To do
Please retype every entry as written, and keep the pictures out.
====== Dataset content ======
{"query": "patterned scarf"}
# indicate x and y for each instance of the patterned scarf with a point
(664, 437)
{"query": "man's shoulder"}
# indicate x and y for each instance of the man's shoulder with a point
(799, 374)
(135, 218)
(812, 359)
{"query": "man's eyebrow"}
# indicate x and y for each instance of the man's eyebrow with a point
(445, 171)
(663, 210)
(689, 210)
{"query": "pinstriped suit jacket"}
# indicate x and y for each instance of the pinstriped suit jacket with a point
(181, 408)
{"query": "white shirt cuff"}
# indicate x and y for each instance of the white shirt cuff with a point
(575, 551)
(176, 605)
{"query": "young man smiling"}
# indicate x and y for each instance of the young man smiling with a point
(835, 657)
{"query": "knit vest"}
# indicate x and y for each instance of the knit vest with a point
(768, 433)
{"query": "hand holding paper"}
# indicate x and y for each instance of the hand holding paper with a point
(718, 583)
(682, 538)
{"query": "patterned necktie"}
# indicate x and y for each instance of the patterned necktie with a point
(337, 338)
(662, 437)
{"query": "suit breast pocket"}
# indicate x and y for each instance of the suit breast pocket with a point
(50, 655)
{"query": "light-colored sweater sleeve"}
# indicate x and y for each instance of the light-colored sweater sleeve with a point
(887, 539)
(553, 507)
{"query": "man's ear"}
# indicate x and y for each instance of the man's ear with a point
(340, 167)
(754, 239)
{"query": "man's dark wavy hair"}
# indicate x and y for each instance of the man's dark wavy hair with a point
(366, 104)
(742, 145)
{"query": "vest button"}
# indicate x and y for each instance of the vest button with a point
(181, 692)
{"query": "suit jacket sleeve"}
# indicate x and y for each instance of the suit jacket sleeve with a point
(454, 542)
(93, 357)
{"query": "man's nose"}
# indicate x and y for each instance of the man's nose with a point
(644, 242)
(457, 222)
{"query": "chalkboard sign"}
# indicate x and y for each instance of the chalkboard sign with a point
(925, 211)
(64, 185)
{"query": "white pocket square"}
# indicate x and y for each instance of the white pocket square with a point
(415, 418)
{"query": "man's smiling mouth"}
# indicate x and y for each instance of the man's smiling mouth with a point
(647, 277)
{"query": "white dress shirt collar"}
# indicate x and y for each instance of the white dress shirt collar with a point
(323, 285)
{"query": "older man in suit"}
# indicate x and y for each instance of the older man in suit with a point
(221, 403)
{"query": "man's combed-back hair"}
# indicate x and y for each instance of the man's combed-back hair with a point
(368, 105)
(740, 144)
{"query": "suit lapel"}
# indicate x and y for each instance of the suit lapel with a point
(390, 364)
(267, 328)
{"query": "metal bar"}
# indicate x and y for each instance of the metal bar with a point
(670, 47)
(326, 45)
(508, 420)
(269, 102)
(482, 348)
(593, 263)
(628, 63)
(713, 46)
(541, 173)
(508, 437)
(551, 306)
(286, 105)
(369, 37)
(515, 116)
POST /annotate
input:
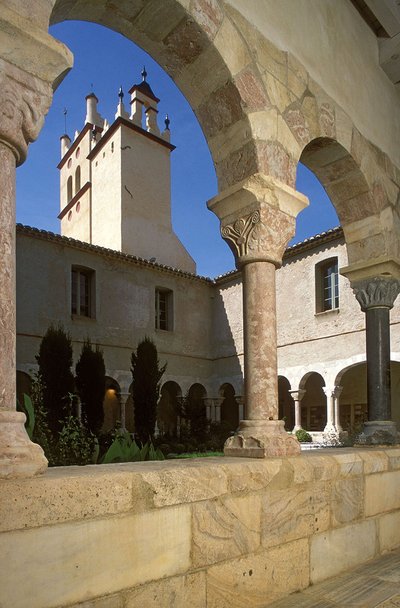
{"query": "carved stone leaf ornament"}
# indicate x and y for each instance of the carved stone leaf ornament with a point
(376, 292)
(239, 232)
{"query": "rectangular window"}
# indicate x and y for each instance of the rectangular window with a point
(163, 309)
(327, 285)
(82, 292)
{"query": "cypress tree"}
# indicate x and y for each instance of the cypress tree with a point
(146, 376)
(90, 384)
(55, 361)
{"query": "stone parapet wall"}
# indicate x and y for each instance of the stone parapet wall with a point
(206, 533)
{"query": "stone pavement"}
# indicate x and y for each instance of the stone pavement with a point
(376, 584)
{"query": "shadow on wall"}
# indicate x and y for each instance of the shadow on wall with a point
(227, 331)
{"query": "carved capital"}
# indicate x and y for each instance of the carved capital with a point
(238, 234)
(377, 292)
(258, 218)
(24, 102)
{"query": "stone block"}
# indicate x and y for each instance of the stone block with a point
(257, 580)
(295, 512)
(67, 563)
(64, 494)
(185, 484)
(208, 15)
(347, 500)
(248, 476)
(232, 47)
(375, 461)
(393, 454)
(223, 529)
(389, 531)
(175, 592)
(350, 464)
(335, 551)
(382, 493)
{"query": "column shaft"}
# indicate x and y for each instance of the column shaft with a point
(378, 363)
(259, 328)
(7, 279)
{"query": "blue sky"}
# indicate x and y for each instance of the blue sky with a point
(105, 60)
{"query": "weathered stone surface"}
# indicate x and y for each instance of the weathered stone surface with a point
(223, 529)
(220, 110)
(295, 512)
(334, 551)
(347, 500)
(276, 161)
(254, 97)
(232, 47)
(238, 165)
(382, 493)
(257, 580)
(87, 492)
(208, 15)
(375, 461)
(85, 560)
(176, 592)
(389, 531)
(251, 475)
(200, 481)
(350, 463)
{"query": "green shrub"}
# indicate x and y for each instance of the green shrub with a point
(303, 436)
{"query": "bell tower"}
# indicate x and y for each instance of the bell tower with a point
(115, 181)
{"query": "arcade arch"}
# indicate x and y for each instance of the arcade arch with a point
(240, 113)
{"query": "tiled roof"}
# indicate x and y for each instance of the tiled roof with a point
(306, 245)
(108, 253)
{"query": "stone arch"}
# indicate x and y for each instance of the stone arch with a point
(285, 402)
(229, 406)
(168, 408)
(313, 403)
(111, 404)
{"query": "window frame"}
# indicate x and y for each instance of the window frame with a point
(163, 309)
(327, 281)
(79, 309)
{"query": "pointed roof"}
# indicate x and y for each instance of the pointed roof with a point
(144, 88)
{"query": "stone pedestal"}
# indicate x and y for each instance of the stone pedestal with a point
(376, 296)
(257, 220)
(25, 97)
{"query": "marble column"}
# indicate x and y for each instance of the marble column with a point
(330, 410)
(25, 96)
(376, 297)
(297, 397)
(257, 220)
(336, 395)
======
Exercise result
{"query": "patterned scarf"}
# indicate x and y for each instance of the patterned scarf with a point
(664, 437)
{"query": "man's shoulder"}
# indicate x and y for each instance of the man's shoulder with a point
(799, 374)
(135, 218)
(812, 359)
{"query": "man's eyebrow"}
# indicate x and y for each instance of the man's eyebrow with a point
(445, 171)
(663, 210)
(689, 210)
{"query": "pinstriped suit jacket"}
# indicate x and y for each instance of the pinstriped suit jacket with a point
(181, 408)
{"query": "white shirt cuff"}
# indicate x and y for each instance of the white shirt cuff with a point
(575, 551)
(176, 605)
{"query": "young man smiling"}
# indicate x and y for each instance of the young man smiling with a point
(835, 657)
{"query": "knit vest"}
# indicate x and y for each instance of the knit vest with a point
(768, 433)
{"query": "hand holding paper"}
# indicate x and y for each instance of the hand holding paper with a point
(718, 583)
(682, 538)
{"query": "patterned necktie"}
# indicate x and y for each instance of the patterned necktie with a point
(337, 338)
(662, 437)
{"query": "suit breast pocket"}
# indicate x and y for each instance of the suit breast pocket with a point
(50, 655)
{"query": "light-colored sweater sleeve"}
# indicate x and y for each instance of the light-colored sweater sleeve with a point
(887, 539)
(553, 507)
{"query": "man's ear"}
# indicate x and y for each instance of the man's ear with a point
(340, 167)
(754, 239)
{"query": "man's dark wavy hair"}
# indicate x and y for each instance of the man's dark wavy hair with a point
(366, 104)
(742, 145)
{"query": "vest button"}
# indicate x and y for each instance of the vest button with a point
(181, 692)
{"query": "suit jacket sleeve"}
# indicate x and y for each instance of the suit jacket sleeve with a point
(454, 542)
(93, 357)
{"query": "man's nose"}
# indicate x and y for each instance of the man's nose with a point
(644, 242)
(457, 222)
{"query": "chalkboard sign"}
# indicate x and y for each instance of the chalkboard sign with a point
(925, 211)
(64, 185)
{"query": "white pocket square"}
# indicate x and y for each instance of the white pocket square with a point
(415, 418)
{"query": "man's smiling mouth"}
# indicate x and y for each instance of the man's smiling mouth with a point
(647, 277)
{"query": "white dress shirt collar"}
# indicate x and y for each instance of the white dress shirt collar with a point
(323, 285)
{"query": "older man in suit"}
# indicate x and y for each instance of the older man in suit with a point
(221, 403)
{"query": "man's combed-back hair"}
# indicate x and y for each instance of the man's combed-back hair with a point
(368, 105)
(740, 144)
{"query": "suit lapel"}
# indicate x and y for each instance of the suit lapel with a point
(390, 364)
(267, 328)
{"query": "metal bar"}
# indicate x and y for each instance of the metal bar with a point
(670, 47)
(326, 45)
(508, 420)
(269, 102)
(482, 348)
(593, 263)
(628, 63)
(713, 46)
(541, 173)
(508, 437)
(551, 306)
(286, 105)
(369, 37)
(515, 116)
POST /annotate
input:
{"query": "carved stone leaf ornament"}
# indicate x and y for each instance of the carved stone leaf ornament with a point
(376, 292)
(239, 232)
{"query": "rectangular window"}
# indicate x and y for each instance of the rectangular window with a point
(163, 309)
(327, 285)
(82, 292)
{"query": "cypress tree"}
# indicate x and y for each instance of the cypress tree with a point
(146, 376)
(90, 384)
(55, 361)
{"query": "stone parapet wall"}
# indicate x and y for each instance of the stone parapet wall with a point
(206, 533)
{"query": "stone pavement"}
# indicate x and y for each instance of the stone pavement with a point
(376, 584)
{"query": "shadow on wall"}
# indicate x and y for each instance of the shadow on wall with a point
(227, 331)
{"query": "carved capital"}
# indicate x and y for each instance of the carved capital with a point
(238, 234)
(377, 292)
(258, 218)
(24, 102)
{"query": "stone block"}
# indicate x and y for each instance of the stone block with a point
(257, 580)
(295, 512)
(67, 563)
(64, 494)
(185, 484)
(208, 15)
(347, 500)
(248, 476)
(232, 47)
(375, 461)
(393, 454)
(223, 529)
(389, 531)
(175, 592)
(350, 464)
(335, 551)
(382, 493)
{"query": "column shaft"}
# indicate x and y for each instance of the column shaft with a point
(378, 363)
(259, 328)
(7, 279)
{"query": "blue sky"}
# indicate x and y for each instance of the blue sky with a point
(105, 60)
{"query": "weathered stone surface"}
# indicate x and y for each instance of the weathered stone surface with a point
(223, 529)
(220, 110)
(295, 512)
(334, 551)
(347, 500)
(276, 161)
(254, 97)
(232, 47)
(238, 165)
(382, 493)
(257, 580)
(87, 492)
(208, 15)
(375, 461)
(85, 560)
(176, 592)
(389, 531)
(251, 475)
(200, 481)
(350, 463)
{"query": "green shrub"}
# indicate x and y for each instance of the green shrub with a point
(303, 436)
{"query": "bell tower"}
# indicate x and y for each instance of the bell tower with a point
(115, 181)
{"query": "arcade arch"}
# indicate x and y for each instance of the arcade arch with a point
(240, 113)
{"query": "tiled roof"}
# indicate x and y for each instance of the tiled roof with a point
(306, 245)
(108, 253)
{"query": "stone arch"}
# indicate x and y for each instance of the stone arch with a point
(285, 402)
(229, 406)
(168, 408)
(313, 403)
(111, 404)
{"query": "window frame"}
# indicate x and y for each instance of the window frame with a point
(163, 309)
(327, 281)
(79, 309)
{"query": "pointed roof"}
# indicate x and y for each instance of the pointed roof with a point
(144, 88)
{"query": "stone pedestal"}
# indicate x and y for each instance of the stone pedestal with a point
(376, 296)
(257, 220)
(25, 97)
{"query": "marble column"}
# indicate x and y for each instance of the marble column with a point
(330, 410)
(25, 96)
(376, 297)
(297, 397)
(257, 220)
(336, 395)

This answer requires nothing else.